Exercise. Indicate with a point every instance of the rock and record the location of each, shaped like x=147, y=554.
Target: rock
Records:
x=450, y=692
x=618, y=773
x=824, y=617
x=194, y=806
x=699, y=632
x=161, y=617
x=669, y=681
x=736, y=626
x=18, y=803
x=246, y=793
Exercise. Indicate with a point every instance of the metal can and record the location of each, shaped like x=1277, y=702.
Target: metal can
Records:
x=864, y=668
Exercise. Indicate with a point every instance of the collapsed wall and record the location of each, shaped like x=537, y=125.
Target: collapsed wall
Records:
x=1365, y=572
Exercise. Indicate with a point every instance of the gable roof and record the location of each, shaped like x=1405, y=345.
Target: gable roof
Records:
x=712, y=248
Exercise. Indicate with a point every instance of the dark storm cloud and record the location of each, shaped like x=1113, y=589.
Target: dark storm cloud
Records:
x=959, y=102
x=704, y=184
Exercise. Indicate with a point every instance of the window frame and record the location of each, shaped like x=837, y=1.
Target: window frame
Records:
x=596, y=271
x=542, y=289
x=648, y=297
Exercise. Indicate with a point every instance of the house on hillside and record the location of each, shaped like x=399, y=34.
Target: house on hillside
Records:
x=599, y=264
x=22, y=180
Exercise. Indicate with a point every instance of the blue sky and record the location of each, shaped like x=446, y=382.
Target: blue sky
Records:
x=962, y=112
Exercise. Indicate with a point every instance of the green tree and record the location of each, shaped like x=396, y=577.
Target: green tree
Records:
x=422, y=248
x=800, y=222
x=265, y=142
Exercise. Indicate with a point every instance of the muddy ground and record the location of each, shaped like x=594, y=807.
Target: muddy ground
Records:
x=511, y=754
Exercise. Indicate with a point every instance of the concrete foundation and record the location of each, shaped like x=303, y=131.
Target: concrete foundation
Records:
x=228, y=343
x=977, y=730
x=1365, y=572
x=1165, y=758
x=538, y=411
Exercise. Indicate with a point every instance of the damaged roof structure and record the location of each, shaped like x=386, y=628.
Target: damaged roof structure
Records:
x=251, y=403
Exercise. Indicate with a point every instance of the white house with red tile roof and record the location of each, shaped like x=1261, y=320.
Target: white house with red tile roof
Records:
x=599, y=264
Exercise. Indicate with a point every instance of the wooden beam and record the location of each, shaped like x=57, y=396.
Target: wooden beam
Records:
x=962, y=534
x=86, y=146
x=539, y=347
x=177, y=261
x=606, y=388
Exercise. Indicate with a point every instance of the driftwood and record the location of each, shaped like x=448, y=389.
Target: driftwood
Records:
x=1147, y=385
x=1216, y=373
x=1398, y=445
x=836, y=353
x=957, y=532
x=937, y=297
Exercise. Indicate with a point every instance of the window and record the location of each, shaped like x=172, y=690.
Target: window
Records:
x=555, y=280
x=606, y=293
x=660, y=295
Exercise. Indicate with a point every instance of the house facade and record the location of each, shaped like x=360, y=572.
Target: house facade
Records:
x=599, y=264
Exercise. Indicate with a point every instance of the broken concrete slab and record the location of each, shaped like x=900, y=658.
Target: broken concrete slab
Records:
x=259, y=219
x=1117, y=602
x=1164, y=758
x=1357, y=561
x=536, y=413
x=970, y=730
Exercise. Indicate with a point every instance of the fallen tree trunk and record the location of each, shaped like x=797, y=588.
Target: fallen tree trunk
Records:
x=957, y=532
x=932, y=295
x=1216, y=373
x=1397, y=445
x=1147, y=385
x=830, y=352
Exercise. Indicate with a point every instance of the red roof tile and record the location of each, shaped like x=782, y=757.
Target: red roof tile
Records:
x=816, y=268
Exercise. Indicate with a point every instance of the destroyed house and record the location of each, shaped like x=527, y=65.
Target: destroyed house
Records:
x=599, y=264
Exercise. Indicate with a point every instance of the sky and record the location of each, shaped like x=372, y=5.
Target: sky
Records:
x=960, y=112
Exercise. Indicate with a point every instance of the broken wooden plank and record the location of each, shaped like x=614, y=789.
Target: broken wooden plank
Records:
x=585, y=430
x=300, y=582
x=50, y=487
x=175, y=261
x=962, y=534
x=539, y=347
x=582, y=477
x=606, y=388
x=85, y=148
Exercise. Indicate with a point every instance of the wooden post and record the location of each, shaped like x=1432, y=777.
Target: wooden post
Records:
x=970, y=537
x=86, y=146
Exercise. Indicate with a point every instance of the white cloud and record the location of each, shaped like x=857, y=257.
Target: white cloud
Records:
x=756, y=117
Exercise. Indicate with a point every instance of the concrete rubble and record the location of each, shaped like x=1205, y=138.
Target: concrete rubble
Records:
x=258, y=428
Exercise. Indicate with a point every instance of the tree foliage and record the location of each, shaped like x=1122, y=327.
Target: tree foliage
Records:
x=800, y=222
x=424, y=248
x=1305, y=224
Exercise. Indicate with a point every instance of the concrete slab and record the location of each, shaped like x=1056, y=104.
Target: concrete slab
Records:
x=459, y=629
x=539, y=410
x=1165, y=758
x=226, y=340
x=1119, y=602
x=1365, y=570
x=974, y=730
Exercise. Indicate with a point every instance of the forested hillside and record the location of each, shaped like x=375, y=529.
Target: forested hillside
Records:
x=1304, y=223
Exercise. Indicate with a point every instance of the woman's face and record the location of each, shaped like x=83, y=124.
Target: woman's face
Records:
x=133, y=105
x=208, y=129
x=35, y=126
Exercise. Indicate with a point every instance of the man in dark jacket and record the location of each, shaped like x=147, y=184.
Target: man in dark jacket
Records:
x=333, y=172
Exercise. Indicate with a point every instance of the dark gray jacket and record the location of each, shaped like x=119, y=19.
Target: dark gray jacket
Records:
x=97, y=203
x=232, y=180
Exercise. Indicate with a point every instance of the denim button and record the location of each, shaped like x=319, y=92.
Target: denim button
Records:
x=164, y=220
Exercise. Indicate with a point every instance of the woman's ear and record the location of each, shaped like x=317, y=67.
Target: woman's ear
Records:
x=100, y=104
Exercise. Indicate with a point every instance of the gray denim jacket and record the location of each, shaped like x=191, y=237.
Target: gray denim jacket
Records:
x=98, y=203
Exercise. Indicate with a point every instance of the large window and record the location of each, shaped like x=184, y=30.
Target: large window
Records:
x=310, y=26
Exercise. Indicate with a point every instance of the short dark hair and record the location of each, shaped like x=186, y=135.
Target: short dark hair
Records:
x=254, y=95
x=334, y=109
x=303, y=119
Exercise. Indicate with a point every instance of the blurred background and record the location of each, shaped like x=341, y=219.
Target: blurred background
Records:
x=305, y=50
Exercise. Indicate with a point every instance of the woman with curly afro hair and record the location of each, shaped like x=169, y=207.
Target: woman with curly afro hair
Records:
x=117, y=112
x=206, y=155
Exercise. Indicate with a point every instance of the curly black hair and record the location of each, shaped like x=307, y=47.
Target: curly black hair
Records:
===
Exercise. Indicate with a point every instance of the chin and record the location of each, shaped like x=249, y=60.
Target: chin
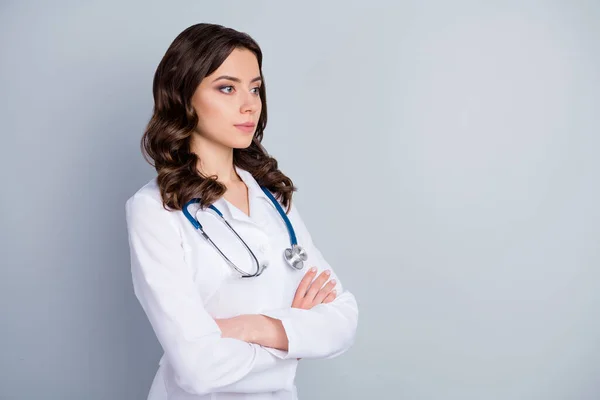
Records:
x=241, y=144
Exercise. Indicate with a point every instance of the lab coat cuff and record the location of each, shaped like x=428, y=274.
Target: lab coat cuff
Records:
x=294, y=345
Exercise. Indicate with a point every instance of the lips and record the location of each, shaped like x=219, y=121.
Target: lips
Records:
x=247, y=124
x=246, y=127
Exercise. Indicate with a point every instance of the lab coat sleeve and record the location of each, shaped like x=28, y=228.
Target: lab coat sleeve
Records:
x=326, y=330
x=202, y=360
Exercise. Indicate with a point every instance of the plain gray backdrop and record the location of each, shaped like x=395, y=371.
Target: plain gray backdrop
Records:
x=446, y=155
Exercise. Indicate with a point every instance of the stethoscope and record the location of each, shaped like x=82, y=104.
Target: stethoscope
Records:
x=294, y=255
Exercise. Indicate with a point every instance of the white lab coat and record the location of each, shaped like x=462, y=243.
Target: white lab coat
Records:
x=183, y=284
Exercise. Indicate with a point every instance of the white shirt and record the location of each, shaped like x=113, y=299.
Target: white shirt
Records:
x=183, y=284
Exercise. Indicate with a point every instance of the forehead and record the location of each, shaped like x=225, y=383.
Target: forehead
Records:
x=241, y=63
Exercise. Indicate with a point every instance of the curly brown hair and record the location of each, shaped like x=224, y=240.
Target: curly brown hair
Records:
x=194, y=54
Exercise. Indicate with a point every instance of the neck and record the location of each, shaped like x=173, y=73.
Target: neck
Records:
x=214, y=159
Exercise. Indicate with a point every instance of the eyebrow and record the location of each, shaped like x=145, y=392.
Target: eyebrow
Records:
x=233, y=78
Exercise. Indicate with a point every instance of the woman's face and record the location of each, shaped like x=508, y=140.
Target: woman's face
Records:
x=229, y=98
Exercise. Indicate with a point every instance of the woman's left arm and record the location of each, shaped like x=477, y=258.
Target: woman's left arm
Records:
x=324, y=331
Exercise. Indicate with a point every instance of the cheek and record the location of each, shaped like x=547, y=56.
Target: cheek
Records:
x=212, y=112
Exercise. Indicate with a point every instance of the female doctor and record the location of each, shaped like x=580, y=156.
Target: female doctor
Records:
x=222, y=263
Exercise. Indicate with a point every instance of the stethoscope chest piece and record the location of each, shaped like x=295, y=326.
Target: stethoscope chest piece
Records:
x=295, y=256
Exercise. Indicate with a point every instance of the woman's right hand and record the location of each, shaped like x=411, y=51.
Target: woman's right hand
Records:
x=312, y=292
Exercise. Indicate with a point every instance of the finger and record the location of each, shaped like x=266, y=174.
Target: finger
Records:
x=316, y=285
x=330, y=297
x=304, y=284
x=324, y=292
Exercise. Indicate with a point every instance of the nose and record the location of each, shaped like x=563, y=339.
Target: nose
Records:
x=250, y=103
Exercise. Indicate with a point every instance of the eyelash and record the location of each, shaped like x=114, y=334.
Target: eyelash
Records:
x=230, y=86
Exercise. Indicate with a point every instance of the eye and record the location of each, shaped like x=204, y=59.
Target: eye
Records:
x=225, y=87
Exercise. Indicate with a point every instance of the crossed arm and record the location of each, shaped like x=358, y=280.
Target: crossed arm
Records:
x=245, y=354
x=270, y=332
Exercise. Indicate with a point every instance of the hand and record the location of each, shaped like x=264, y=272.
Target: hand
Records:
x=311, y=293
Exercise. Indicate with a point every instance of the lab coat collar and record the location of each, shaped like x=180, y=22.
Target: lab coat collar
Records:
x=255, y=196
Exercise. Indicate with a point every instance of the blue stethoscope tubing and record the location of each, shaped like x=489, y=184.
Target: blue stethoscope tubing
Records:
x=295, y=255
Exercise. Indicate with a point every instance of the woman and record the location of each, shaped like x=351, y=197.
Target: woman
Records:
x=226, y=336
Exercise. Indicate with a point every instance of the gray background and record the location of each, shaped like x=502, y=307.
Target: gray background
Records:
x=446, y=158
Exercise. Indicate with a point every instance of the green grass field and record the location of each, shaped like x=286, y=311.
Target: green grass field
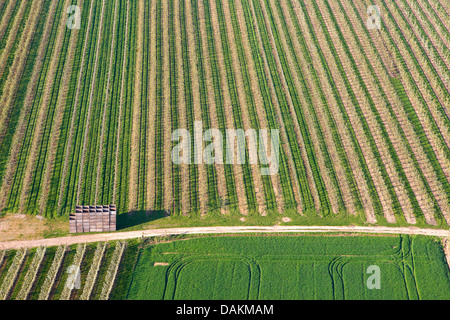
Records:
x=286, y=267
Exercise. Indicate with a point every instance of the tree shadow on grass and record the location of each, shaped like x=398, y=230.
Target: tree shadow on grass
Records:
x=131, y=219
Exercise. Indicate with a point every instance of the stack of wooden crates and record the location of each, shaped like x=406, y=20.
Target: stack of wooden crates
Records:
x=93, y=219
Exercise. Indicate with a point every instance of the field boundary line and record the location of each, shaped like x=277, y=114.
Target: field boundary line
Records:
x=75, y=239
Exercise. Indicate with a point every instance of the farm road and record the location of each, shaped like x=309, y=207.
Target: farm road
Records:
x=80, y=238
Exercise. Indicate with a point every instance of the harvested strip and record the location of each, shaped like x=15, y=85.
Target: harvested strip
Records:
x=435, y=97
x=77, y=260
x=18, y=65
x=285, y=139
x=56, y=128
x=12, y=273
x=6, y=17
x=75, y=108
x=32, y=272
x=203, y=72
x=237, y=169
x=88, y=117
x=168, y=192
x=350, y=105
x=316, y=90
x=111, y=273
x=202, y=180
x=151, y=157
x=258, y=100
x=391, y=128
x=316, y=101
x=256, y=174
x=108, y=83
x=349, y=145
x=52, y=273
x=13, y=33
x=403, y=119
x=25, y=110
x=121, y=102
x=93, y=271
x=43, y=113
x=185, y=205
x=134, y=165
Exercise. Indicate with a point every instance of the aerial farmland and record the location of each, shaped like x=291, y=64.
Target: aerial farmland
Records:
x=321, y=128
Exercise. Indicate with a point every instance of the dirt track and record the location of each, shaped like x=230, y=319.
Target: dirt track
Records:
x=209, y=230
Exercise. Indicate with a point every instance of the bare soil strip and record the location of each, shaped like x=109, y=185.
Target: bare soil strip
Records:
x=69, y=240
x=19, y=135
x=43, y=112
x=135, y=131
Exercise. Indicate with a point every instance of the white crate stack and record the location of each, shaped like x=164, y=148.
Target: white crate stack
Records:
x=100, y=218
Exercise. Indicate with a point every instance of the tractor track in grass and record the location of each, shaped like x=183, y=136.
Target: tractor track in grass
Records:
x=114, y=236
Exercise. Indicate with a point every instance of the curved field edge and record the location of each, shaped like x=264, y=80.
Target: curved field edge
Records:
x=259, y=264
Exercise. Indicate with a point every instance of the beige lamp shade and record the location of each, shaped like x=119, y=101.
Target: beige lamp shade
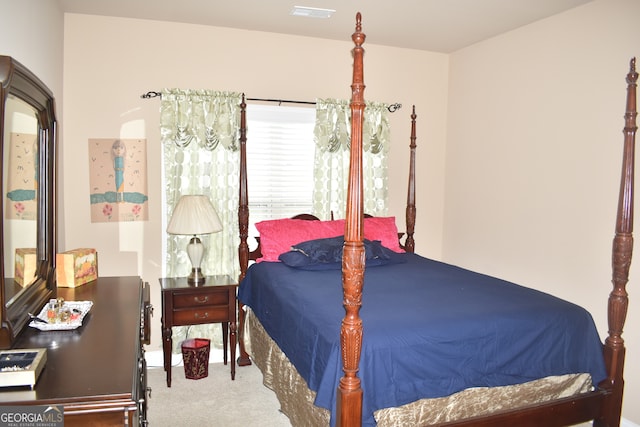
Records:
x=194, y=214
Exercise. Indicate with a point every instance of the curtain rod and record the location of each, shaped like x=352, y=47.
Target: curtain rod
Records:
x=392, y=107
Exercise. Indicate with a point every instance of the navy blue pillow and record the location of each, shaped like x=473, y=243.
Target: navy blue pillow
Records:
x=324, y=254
===
■ YOUR INSTRUCTIONS: Reproduce the records verbatim, from the line containing "Exercise. Indicate with a point every instance of the dark gray" through the line containing "x=305, y=50", both lines included.

■ EXERCISE OUTPUT:
Exercise. Indicate with a point every instance of the dark gray jacket and record the location of each, shaped like x=119, y=19.
Target: dark gray jacket
Records:
x=97, y=203
x=232, y=180
Exercise. Indicate with a point every instance of the denim button and record the location of each, shaped like x=319, y=92.
Target: denim button
Records:
x=164, y=220
Exercise. Indicate with a point every instance of the woman's ear and record the location of each, shaped like x=317, y=67.
Target: woman's ear
Records:
x=100, y=104
Exercise. Indicate with a point every instance of the gray denim jacket and record the location of each, shaped like x=191, y=237.
Target: gray denim jacket
Records:
x=98, y=203
Exercise. Indicate with a point every instance of the large window and record the location of each, shaped like x=184, y=30.
Target: large window
Records:
x=310, y=26
Exercise. Indicate with a point every instance of the short dark hair and record the location of each, shaped like x=186, y=135.
Target: short dark hair
Records:
x=254, y=95
x=334, y=109
x=303, y=119
Exercise. Indicate with a point every instance of the blurred background and record the location of each, shaped like x=341, y=219.
Target: blurred background
Records:
x=305, y=50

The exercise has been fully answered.